■ **PASSAGE PROVIDED**:
>>>>

## Statistical Traversals

DSE Version: 6.0

Video

WIth a statistical traversal, we move around the graph and collect statistics about the structure or properties in some way. We are computing aggregates or some kind of analysis that will summarize what is in the graph. In this unit, you will learn about statistical traversals.

Transcript:

Hey everyone, I'm Denise gosnell these are statistical traversals.

In a statistical traversal, we are going to move around the graph and collect statistics about the structure or properties in some way. We are computing aggregates or some kind of analysis that will summarize what is in the graph. So, instead of returning a subgraph or a collection of vertices or edges, what the statistical traversal is doing is probably returning a scalar or collection of numbers that describe the statistics in the graph.

You can see in this example that we are counting the different colors of the vertices. One is green, two are orange, and 4 of the vertices are that dark teal.  This could be the result of a real statistical traversal.

Of course, any new traversal type will give us some new steps. Let’s look at the steps for doing simple aggregates. We have count, sum, mean, min, and max. And all of those things do about what you would expect them to do. They will count things, calculate an average, find the minimum or find the maximum.

Now for each one, we can optionally give them a scope. By default that scope is goign to be global. But, we can also ask for it to be local. The deafult global scope will apply the aggregation to the entire stream. The local scope will apply the aggregation to each collection type object in the traversal stream.

You may want to provide an aggregation function of your own where none of the triial mean, min, max things fit the build. For this, there is fold.

Now, you can call fold and you can give it an intial value, and then a function that will be applied on all of the objects in a traversal stream.

Fold is best explained in an example, that is coming up in a little bit. There is also an inverse of fold called unfold. Now, an aggregation like sum, there is no way that you can un-sum numbers, but potentially -- we are able to unfold after we have folded.

When we are aggregating, it is pretty common for us to also group. Group basically creates a map of objects that organizes from the traversal stream into groups, based on some known characteristic of those objects coming in. Now, we can name the group -- that is the optional map label, if we want to be able to refer to the map later on. But, much more importantly, is the modulator by. We are usually grouping by some particular thing. We are grouping by age, or gender, or director, or something else. So, the typical use is group and then by with the category we want to group by.

Now, the by modular here is very important. Calling the by modulator once will indicate what we want to group on. For example age ,directores, etc. The second time you call the by modulator, you are indicating how you want to represent each object in the group. So, you may want to pick out some property in the object and use that property to represent the object in the map that group is creating.

Now, the distinction between those two calls to by is very important and an example will go a long way in making that make sense.

If the purpose of grouping is simply to count, then we want to use group count.

If you want to group by age and then count up the people who have various ages, then you will want to say group count by age. It is more effecient and more expressive to use this step.

<<<<

■ **TASKS FOR THIS EXERCISE**:
1. In the passage on statistical traversals, what is the default scope for the aggregation steps?
2. Carry on the statistical traversals transcript after its last sentence, keeping its spoken style.

■ **STORED ROWS**:
>>>>

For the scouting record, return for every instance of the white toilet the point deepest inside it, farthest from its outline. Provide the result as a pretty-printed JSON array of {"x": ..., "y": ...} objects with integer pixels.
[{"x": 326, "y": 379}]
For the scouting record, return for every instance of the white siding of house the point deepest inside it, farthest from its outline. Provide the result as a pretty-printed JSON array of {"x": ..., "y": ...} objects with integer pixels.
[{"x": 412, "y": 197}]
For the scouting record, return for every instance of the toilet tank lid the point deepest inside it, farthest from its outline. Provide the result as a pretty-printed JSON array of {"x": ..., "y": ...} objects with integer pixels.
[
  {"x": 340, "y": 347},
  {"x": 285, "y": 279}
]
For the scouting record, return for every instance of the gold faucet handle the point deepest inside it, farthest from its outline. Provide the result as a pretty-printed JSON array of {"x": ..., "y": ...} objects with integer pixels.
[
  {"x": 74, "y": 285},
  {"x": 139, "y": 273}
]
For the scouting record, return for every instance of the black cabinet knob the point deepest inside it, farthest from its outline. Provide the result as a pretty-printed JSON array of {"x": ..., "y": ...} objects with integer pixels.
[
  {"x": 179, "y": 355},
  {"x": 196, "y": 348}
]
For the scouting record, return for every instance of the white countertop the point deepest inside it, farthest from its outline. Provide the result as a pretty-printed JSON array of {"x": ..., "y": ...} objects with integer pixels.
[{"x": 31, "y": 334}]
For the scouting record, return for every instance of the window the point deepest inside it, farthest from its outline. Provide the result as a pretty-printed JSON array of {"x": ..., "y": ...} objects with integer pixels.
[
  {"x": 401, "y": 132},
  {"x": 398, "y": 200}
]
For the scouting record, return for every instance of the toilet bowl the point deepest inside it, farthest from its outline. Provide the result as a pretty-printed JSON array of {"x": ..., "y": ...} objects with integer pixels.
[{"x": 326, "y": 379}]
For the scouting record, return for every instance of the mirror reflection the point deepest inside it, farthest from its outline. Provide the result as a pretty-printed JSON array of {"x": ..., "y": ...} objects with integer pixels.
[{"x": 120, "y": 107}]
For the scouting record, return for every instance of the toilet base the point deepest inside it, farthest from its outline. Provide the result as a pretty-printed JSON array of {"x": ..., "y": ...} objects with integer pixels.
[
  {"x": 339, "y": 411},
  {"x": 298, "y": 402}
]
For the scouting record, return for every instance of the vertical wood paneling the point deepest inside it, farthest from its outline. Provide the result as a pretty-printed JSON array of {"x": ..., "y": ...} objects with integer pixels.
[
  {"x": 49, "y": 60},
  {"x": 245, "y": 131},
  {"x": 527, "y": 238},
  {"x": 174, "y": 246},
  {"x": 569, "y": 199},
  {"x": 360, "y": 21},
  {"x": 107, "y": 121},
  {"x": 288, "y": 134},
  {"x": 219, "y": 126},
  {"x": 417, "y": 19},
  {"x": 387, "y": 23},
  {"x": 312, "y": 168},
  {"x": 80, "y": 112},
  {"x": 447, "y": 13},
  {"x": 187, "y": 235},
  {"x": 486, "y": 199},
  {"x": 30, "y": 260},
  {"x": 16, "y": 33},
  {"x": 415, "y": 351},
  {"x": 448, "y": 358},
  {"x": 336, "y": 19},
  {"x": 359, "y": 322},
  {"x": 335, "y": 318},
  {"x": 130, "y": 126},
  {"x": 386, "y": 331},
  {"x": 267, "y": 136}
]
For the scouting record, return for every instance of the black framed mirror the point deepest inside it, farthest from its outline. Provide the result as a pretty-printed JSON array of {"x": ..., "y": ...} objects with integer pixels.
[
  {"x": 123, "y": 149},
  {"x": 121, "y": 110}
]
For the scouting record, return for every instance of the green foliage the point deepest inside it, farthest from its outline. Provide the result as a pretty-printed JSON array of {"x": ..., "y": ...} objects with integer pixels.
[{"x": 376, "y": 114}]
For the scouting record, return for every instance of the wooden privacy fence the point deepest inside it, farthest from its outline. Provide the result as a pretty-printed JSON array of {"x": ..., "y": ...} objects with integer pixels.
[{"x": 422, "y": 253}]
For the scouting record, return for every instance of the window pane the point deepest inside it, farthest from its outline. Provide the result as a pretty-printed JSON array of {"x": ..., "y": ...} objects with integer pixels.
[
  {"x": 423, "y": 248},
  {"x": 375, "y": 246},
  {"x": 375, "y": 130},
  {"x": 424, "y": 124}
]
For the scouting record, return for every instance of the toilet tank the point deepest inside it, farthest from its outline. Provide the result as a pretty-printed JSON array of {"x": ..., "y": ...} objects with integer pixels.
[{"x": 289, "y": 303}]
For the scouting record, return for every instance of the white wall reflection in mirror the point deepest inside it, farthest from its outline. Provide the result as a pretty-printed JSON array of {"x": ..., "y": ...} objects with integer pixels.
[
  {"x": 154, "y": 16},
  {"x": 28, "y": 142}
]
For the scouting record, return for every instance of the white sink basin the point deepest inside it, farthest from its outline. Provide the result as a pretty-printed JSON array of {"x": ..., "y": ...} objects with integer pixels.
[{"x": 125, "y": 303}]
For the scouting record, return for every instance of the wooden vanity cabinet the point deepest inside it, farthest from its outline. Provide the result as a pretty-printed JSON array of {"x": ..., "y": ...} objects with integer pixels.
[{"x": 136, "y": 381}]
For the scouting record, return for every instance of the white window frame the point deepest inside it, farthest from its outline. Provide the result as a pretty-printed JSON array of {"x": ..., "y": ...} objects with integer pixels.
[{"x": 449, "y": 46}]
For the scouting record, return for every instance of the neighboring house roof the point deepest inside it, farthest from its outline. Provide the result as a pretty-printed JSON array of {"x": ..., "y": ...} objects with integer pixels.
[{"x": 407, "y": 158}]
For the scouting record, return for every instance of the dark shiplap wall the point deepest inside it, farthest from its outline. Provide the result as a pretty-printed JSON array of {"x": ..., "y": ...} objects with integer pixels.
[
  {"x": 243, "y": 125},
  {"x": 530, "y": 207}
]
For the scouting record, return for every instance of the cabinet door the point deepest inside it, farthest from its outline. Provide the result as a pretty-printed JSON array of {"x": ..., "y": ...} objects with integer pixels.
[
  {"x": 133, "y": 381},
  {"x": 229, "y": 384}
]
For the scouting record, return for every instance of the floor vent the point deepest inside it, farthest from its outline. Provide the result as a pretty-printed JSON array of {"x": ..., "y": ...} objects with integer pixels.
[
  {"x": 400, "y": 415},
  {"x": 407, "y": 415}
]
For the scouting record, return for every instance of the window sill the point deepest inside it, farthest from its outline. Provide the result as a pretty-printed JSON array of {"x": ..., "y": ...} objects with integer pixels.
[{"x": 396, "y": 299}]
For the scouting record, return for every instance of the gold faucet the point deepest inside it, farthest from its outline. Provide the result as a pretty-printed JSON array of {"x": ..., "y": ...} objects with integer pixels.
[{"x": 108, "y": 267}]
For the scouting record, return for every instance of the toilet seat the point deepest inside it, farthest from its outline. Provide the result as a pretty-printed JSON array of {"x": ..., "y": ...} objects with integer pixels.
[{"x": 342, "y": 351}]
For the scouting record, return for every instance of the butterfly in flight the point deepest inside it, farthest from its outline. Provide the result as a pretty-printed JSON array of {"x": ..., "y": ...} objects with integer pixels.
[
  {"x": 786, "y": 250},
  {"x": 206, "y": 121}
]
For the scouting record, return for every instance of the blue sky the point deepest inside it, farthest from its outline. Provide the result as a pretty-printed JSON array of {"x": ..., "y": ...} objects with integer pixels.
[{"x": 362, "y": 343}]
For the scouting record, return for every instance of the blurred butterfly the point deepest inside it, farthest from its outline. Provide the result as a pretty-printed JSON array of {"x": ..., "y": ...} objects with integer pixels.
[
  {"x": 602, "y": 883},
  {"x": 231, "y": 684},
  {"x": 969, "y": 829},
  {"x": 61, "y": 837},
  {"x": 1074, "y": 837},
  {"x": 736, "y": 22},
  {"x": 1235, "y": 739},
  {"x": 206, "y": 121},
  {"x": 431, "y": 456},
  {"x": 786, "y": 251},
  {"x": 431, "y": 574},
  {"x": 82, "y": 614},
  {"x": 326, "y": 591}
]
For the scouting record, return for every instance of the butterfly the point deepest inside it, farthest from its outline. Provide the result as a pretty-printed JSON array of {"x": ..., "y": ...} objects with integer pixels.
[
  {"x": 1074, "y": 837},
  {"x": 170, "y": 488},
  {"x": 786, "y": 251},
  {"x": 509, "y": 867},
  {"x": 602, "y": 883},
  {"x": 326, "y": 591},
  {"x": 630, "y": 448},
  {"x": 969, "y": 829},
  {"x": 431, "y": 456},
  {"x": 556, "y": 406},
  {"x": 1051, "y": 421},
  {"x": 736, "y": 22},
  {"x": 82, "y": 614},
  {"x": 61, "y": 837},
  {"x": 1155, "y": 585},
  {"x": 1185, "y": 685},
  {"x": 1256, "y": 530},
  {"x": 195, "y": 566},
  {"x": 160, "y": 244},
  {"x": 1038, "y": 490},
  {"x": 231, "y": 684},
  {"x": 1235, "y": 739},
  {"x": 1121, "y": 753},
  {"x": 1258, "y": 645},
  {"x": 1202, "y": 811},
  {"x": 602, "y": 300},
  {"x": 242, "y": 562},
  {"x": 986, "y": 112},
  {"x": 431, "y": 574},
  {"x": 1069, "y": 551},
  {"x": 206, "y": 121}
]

<<<<

■ **RESPONSE LIST**:
1. The default scope is global.

2.
Let’s look at some examples. As always, we are using our killr video graph schema.

We have movies, they are made by various kind of people. The movies belong to genres, and the movies are rated by users. And, Users know each other in a social network.

Let’s see what we can do with teh statisical traversals with our sample data in this schema.

Let’s start with the basics. Let’s count some vertices and then count some edges. We see 10,797 vertices in this graph, and 69,054 edges in this sample graph.

We can be a bit more specific and we can count only those vertices with the user label --which there are  100 of those.

And, we see that there are 3500 edges with the “knows label”.

Next, let’s calculate some statistical values about the properties we have on the vertices in our graph.

First, “Look at all of the vertices labeled users, get their age, and calculate their average age”.

The youngest user is 12 and the oldest user is 25.

Some more simple analysis.

Let’s get all of the movie vertices, get their duration property, and add it up. We have 106,358 minutes worth of movies in the kilrr video dataset.

Now, we mentioned fold before, so here is an example that uses fold. We are using fold to do the same computation as the sum step, just so that it is an easy function to wrap you mind around. Now, the call to fold gives you a seed value of 0 -- when you are trying to do a sum, 0 is likely t he seed value you want to start with. Next, we pass it a function and we use the closure syntax from the groovy language. That function takes two parameters, we are naming them x and y -- the stuff to the left of the arrow. To the right of the arrow is the body of the function. It is a very trivial function, just adding x and y. Then, the value is returned from the closure.

Now, important to note--- that function can be much more complex. We can put arbitrary code to the right of the arrow that can do more complex things.

Now, if we have the name of the method, you can also pass that directly into the fold step.  You give it the seed value of 0 and then pass it the name of the method sum. We are passing a native groovy method there, but it could be some other closure identifier that we are passing in there. We could define that function elsewhere and pass it into the traversal, if it is a more convenient way to factor our code.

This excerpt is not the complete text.